• _Exercise task_
Reproduce every one of the following rows word for word, omitting the pictures from your response.

[START OF Data for this task]

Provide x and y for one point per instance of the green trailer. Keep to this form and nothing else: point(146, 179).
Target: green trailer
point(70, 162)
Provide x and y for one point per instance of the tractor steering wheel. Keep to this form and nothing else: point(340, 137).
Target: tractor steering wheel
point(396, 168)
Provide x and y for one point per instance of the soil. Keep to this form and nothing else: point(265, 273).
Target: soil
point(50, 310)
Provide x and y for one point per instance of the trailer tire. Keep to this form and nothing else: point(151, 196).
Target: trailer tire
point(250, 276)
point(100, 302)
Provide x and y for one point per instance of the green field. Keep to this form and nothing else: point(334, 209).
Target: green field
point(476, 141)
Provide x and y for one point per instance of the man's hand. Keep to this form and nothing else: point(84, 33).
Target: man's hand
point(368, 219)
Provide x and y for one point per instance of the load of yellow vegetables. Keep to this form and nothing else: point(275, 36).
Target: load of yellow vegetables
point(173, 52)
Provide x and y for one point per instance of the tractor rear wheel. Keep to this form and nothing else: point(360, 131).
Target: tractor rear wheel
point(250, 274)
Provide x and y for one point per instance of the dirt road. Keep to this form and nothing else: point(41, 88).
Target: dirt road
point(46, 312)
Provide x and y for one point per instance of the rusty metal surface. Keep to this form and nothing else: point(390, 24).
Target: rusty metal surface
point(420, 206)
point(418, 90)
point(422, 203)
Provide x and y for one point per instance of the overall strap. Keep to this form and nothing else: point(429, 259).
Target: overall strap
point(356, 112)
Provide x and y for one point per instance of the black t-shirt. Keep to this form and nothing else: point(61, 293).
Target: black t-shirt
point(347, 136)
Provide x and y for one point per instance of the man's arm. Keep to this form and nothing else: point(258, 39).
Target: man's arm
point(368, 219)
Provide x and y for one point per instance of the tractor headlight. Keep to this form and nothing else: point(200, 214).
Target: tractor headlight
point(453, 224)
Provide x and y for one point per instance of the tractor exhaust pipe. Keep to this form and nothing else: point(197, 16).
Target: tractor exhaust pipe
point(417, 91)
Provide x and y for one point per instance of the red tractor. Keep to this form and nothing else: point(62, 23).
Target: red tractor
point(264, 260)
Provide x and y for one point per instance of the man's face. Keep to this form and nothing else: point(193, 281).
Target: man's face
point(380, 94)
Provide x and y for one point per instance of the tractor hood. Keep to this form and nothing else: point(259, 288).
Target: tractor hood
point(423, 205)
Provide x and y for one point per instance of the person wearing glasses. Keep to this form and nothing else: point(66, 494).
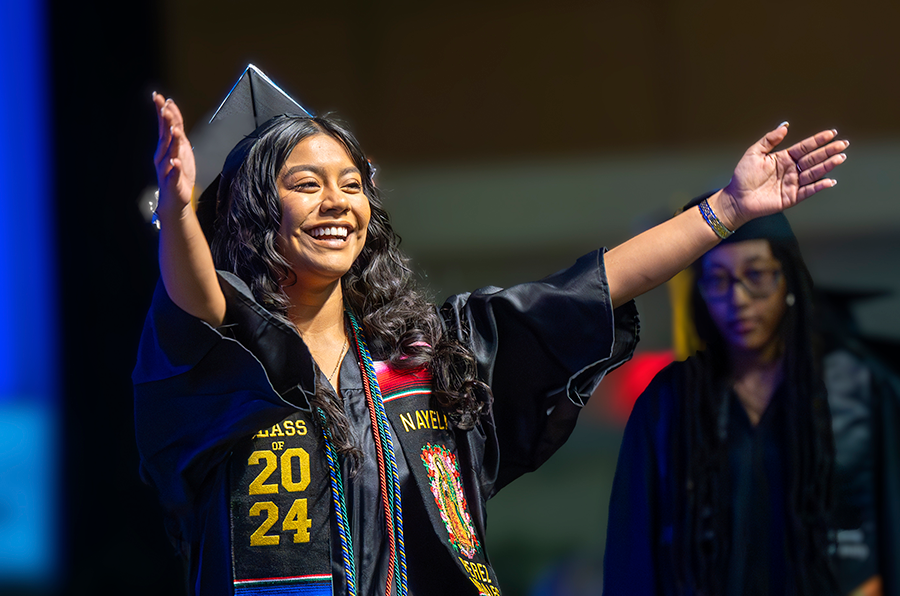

[END OF Data for this task]

• _Written answer_
Provide x and y for one point per instance of the green trailer. Keep to this form and nothing else: point(146, 179).
Target: green trailer
point(70, 162)
Provide x and y for one point per instance of the tractor steering wheel. Keep to this form and nothing else: point(340, 137).
Target: tractor steering wheel
point(396, 168)
Provide x and y for one point per instance of the soil. Keep to this form and nothing else: point(265, 273).
Target: soil
point(50, 310)
Provide x and y for one point per instance of the trailer tire. Keep to this form and nothing else: point(151, 196).
Target: trailer tire
point(250, 276)
point(100, 302)
Provide x and y for one point per instance of the green field. Keep to this form and nothing else: point(334, 209).
Target: green field
point(476, 141)
Provide x and y for one point per instance of the man's hand. Keep to this form and nothing else: point(84, 33).
Target: man's hand
point(368, 219)
Provide x and y for one point per instance of the load of yellow vegetables. Keep to this form and nothing else: point(275, 36).
Target: load of yellow vegetables
point(173, 52)
Provide x and y for one point per instance of the tractor rear wheel. Keep to this form and nothing else: point(360, 131).
Target: tractor rear wheel
point(250, 274)
Provide x and y for one point per instance of the dirt road. Keep to this form and nothing else: point(41, 88).
Target: dirt road
point(46, 312)
Provide x and y for one point per instance of the rusty metal surface. Keep to this form and nothing else: point(390, 24).
Target: rusty metal surface
point(420, 206)
point(418, 90)
point(422, 203)
Provide x and y for one point per instance of the overall strap. Keep to this form and nothing else: point(429, 259).
Target: overall strap
point(356, 112)
Provide x and y for one point per instance of the black t-shirt. Keep to this form and nothing else: point(61, 293).
Target: black t-shirt
point(347, 136)
Provide x and y for one point per instance of the man's arm. Keep to this form and nothing else: point(258, 39).
Target: man's arm
point(368, 219)
Provide x and y for one point per instance of the tractor headlight. Keep to this form and nothing else: point(200, 214).
Target: tractor headlight
point(453, 224)
Provide x and y for one point per instance of the tractor exhaust pipe. Keep to this form and nothing else: point(197, 16).
Target: tractor exhaust pipe
point(417, 91)
Provide x and y for one point per instance of the red tractor. Keep to this form and nothing else: point(62, 23).
Target: red tractor
point(264, 260)
Provide x and y for one point per instance of the man's face. Keep to this form and nothing else: point(193, 281).
Target: man's face
point(380, 94)
Provide x and y for one point per instance of the tractor hood. Keep to this form and nothing else: point(259, 288).
Target: tractor hood
point(423, 205)
Provide x and y for one point per instance of the person wearing glasses. Keep to this form and nothing else: point(66, 494).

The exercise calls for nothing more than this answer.